> _DIRECTIONS_:
Below are the entries to work from; restate word for word the portion that opens with the line containing "Question. Give the pixel coordinates of a point on the stone" and closes with the line containing "Question. Give the pixel coordinates of a point on the rope", keeping both.

> _SUPPLIED ENTRIES_:
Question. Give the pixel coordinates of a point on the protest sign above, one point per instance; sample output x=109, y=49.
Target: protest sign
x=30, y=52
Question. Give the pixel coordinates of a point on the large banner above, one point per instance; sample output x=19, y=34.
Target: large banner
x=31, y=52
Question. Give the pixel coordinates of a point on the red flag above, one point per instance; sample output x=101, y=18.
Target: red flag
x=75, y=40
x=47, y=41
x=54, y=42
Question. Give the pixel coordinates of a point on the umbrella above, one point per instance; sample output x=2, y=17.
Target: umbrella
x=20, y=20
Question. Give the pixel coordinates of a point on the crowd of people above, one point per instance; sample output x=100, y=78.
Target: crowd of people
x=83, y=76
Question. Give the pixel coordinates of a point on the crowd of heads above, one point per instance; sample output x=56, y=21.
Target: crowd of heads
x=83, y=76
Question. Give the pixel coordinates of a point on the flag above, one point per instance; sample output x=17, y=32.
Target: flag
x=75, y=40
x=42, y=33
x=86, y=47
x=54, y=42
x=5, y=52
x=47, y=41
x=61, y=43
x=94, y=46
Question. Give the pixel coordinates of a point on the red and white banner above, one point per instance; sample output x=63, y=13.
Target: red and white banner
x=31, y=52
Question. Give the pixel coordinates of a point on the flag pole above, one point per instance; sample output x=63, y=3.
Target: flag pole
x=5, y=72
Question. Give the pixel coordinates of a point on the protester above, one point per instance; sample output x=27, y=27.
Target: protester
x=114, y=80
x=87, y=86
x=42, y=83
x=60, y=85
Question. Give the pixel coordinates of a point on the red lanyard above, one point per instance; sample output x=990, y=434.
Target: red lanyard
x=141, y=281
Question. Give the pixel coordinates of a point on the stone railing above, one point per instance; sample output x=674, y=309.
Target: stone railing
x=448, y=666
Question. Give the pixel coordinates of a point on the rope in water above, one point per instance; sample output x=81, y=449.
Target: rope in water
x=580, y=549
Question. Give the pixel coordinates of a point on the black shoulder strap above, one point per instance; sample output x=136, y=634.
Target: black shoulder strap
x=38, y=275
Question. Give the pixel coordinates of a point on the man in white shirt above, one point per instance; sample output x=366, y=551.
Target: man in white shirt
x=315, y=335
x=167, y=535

> _OUTPUT BELOW_:
Question. Give the pixel coordinates of a point on the stone railing above, one point per instance; sample output x=674, y=309.
Target: stone railing
x=448, y=666
Question. Give the pixel coordinates of a point on the rope in water above, one point per instance; sample output x=81, y=449.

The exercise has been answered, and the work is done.